__TASK PROMPT__: Put every line of the entries below into a numbered list, skipping blank lines. Leave the pictures out of your answer.

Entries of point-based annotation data

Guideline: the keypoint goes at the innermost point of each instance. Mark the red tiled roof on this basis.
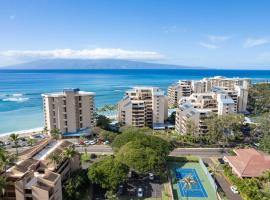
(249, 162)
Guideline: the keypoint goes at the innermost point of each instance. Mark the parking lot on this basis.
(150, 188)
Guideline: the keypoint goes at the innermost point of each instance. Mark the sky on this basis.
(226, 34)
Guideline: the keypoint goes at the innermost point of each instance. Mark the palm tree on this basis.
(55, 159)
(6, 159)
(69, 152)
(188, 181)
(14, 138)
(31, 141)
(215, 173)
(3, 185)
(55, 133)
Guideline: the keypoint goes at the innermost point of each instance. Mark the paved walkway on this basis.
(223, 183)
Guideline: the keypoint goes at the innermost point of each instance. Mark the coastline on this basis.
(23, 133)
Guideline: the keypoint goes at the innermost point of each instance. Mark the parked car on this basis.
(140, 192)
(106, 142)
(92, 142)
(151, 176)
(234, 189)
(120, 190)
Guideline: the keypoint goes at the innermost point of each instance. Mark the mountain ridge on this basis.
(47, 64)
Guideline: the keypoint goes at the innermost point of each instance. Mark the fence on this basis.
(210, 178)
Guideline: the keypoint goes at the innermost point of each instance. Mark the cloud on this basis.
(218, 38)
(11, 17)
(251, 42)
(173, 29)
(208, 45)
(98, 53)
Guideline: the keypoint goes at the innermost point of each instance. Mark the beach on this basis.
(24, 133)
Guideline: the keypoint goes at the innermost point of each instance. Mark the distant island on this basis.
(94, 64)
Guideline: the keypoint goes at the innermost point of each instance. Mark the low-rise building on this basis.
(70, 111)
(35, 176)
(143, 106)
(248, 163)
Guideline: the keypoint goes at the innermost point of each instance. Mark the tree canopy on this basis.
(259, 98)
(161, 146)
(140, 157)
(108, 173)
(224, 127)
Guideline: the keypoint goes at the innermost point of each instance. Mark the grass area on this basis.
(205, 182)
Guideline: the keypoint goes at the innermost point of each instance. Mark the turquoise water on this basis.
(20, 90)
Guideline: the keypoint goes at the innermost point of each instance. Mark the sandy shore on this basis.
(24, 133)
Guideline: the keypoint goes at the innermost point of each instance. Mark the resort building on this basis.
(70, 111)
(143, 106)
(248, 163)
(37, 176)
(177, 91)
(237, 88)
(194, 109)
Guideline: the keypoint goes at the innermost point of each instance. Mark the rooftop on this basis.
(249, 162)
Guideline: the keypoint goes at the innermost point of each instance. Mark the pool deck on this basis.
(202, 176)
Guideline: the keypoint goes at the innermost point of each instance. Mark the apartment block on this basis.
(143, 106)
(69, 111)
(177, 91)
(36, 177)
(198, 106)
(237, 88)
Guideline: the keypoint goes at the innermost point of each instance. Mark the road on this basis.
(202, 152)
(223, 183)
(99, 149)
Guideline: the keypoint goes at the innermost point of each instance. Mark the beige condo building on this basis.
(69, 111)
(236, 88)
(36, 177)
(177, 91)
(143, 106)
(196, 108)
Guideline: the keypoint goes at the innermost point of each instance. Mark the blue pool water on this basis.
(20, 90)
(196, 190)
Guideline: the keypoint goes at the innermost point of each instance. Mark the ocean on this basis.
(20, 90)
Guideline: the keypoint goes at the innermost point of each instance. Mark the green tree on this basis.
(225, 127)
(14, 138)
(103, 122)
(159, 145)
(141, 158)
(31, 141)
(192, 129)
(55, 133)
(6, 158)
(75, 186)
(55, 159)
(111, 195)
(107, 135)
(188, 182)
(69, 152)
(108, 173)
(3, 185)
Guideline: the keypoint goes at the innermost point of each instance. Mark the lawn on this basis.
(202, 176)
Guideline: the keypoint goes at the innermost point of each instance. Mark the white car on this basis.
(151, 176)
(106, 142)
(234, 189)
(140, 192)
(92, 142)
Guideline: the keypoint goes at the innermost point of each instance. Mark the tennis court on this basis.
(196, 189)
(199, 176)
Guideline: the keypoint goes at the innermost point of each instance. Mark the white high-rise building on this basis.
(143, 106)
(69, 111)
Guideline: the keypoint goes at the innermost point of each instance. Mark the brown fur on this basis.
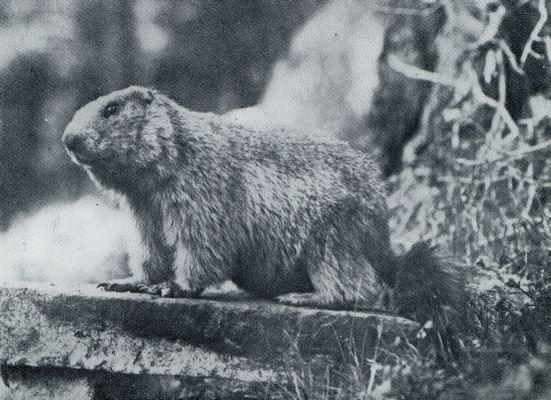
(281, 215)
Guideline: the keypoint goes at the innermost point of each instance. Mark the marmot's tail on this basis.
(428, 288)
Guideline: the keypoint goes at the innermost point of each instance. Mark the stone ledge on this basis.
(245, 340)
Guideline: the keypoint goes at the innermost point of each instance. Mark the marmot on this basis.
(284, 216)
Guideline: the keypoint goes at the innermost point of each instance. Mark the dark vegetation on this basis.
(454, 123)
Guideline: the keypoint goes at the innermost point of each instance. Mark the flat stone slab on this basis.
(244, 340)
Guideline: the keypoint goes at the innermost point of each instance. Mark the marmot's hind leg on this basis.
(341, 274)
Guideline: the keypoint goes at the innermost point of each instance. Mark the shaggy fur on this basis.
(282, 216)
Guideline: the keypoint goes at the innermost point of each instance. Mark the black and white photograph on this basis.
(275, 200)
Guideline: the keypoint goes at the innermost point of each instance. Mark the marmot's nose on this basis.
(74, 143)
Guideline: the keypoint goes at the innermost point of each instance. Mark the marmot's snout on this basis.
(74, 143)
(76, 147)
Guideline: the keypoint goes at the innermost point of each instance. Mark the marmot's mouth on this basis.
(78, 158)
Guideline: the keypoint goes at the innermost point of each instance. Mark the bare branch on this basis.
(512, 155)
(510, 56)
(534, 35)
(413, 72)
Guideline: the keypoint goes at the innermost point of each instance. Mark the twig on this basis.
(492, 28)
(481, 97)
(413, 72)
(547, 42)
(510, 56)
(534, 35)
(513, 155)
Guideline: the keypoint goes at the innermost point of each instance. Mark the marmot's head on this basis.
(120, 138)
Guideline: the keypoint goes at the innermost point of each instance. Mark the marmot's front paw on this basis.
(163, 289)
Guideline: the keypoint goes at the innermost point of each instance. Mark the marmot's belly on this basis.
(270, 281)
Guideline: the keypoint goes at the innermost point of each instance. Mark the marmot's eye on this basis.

__THE OUTPUT__:
1. Guideline: the keypoint goes at the innermost point of each instance. Mark the red tiled roof on this basis.
2. (249, 162)
3. Guideline: the keypoint goes at the innermost point of each instance. Mark the parking lot on this basis.
4. (150, 188)
5. Guideline: the keypoint goes at the innermost point of each instance. Mark the sky on this basis.
6. (226, 34)
7. Guideline: the keypoint goes at the innermost point of each instance. Mark the palm tree on this basis.
8. (55, 159)
9. (6, 159)
10. (69, 152)
11. (188, 181)
12. (14, 138)
13. (31, 141)
14. (215, 173)
15. (3, 185)
16. (55, 133)
17. Guideline: the keypoint goes at the innermost point of each instance. Mark the paved walkway on this basis.
18. (223, 183)
19. Guideline: the keypoint goes at the innermost point of each instance. Mark the coastline on this basis.
20. (23, 133)
21. Guideline: the keypoint goes at the innermost point of each instance. Mark the parked car on this basis.
22. (140, 192)
23. (106, 142)
24. (92, 142)
25. (151, 176)
26. (234, 189)
27. (120, 190)
28. Guideline: the keypoint goes at the innermost point of each instance. Mark the mountain ridge on this basis.
29. (47, 64)
30. Guideline: the keypoint goes at the innermost point of each instance. Mark the fence on this basis.
31. (210, 178)
32. Guideline: the keypoint goes at the innermost point of each instance. Mark the cloud on this basis.
33. (218, 38)
34. (11, 17)
35. (251, 42)
36. (173, 29)
37. (208, 45)
38. (98, 53)
39. Guideline: the keypoint goes at the innermost point of each instance. Mark the beach on this basis.
40. (24, 133)
41. Guideline: the keypoint goes at the innermost point of each instance. Mark the distant island on this basis.
42. (94, 64)
43. Guideline: the keypoint goes at the innermost point of each instance. Mark the low-rise building on this basis.
44. (70, 111)
45. (35, 176)
46. (143, 106)
47. (248, 163)
48. Guideline: the keypoint goes at the innermost point of each instance. Mark the tree canopy on this basis.
49. (259, 98)
50. (161, 146)
51. (140, 157)
52. (108, 173)
53. (224, 127)
54. Guideline: the keypoint goes at the innermost point of each instance. Mark the grass area on this basis.
55. (205, 182)
56. Guideline: the keypoint goes at the innermost point of each instance. Mark the turquoise water on this basis.
57. (20, 90)
58. Guideline: the keypoint goes at the innermost point of each instance. Mark the sandy shore on this basis.
59. (24, 133)
60. Guideline: the keypoint goes at the innermost point of each instance. Mark the resort building on this basis.
61. (70, 111)
62. (143, 106)
63. (248, 163)
64. (37, 176)
65. (177, 91)
66. (237, 88)
67. (194, 109)
68. Guideline: the keypoint goes at the innermost point of each instance. Mark the rooftop on this basis.
69. (249, 162)
70. Guideline: the keypoint goes at the innermost point of each instance. Mark the pool deck on this basis.
71. (202, 176)
72. Guideline: the keypoint goes at the innermost point of each instance. Mark the apartment block on this basis.
73. (143, 106)
74. (69, 111)
75. (177, 91)
76. (36, 177)
77. (198, 106)
78. (237, 88)
79. Guideline: the keypoint goes at the innermost point of each instance. Mark the road on this basis.
80. (202, 152)
81. (223, 183)
82. (99, 149)
83. Guideline: the keypoint goes at the innermost point of each instance. Mark the beige condo building on this basis.
84. (69, 111)
85. (236, 88)
86. (36, 177)
87. (177, 91)
88. (143, 106)
89. (196, 108)
90. Guideline: the keypoint goes at the innermost point of each instance. Mark the blue pool water on this basis.
91. (20, 90)
92. (196, 190)
93. Guideline: the keypoint goes at the innermost point of each instance. Mark the ocean on this basis.
94. (20, 90)
95. Guideline: the keypoint goes at the innermost point of each instance. Mark the green tree on this basis.
96. (225, 127)
97. (14, 138)
98. (103, 122)
99. (159, 145)
100. (141, 158)
101. (31, 141)
102. (192, 129)
103. (55, 133)
104. (6, 158)
105. (75, 186)
106. (55, 159)
107. (111, 195)
108. (107, 135)
109. (188, 182)
110. (69, 152)
111. (108, 173)
112. (3, 185)
113. Guideline: the keypoint goes at the innermost point of each instance. Mark the lawn on this basis.
114. (202, 176)
115. Guideline: the keypoint goes at the innermost point of each instance. Mark the white car on this basis.
116. (151, 176)
117. (106, 142)
118. (234, 189)
119. (140, 192)
120. (92, 142)
121. Guideline: the keypoint goes at the innermost point of each instance. Mark the tennis court on this basis.
122. (196, 189)
123. (199, 176)
124. Guideline: the keypoint goes at the innermost point of each instance. Mark the white high-rise building on this basis.
125. (143, 106)
126. (69, 111)
127. Guideline: the keypoint goes at the innermost point of each instance. Mark the brown fur on this basis.
128. (281, 215)
129. Guideline: the keypoint goes at the innermost point of each instance. Mark the marmot's tail on this basis.
130. (428, 288)
131. Guideline: the keypoint goes at the innermost point of each instance. Mark the stone ledge on this basis.
132. (245, 340)
133. Guideline: the keypoint goes at the innermost point of each instance. Mark the marmot on this basis.
134. (284, 216)
135. Guideline: the keypoint goes at the innermost point of each instance. Mark the dark vegetation on this basis.
136. (454, 123)
137. Guideline: the keypoint goes at the innermost point of each instance. Mark the flat stone slab on this basis.
138. (244, 340)
139. Guideline: the keypoint goes at the innermost point of each instance. Mark the marmot's hind leg on this basis.
140. (341, 274)
141. Guideline: the keypoint goes at the innermost point of each instance. Mark the shaggy fur on this basis.
142. (282, 216)
143. Guideline: the keypoint goes at the innermost point of each instance. Mark the black and white photograph on this basis.
144. (275, 200)
145. Guideline: the keypoint goes at the innermost point of each instance. Mark the marmot's nose on this basis.
146. (74, 143)
147. Guideline: the keypoint goes at the innermost point of each instance. Mark the marmot's snout on this basis.
148. (74, 143)
149. (76, 147)
150. Guideline: the keypoint goes at the innermost point of each instance. Mark the marmot's mouth on this basis.
151. (78, 158)
152. Guideline: the keypoint goes at the innermost point of each instance. Mark the bare branch on this basis.
153. (512, 155)
154. (510, 56)
155. (534, 35)
156. (413, 72)
157. Guideline: the keypoint goes at the innermost point of each instance. Mark the twig on this basis.
158. (492, 28)
159. (481, 97)
160. (413, 72)
161. (547, 42)
162. (510, 56)
163. (534, 35)
164. (513, 155)
165. Guideline: the keypoint goes at the innermost point of each instance. Mark the marmot's head on this basis.
166. (120, 138)
167. Guideline: the keypoint goes at the innermost point of each instance. Mark the marmot's front paw on this basis.
168. (163, 289)
169. Guideline: the keypoint goes at the innermost point of each instance. Mark the marmot's belly on this basis.
170. (270, 281)
171. Guideline: the keypoint goes at the innermost point of each instance. Mark the marmot's eye on this basis.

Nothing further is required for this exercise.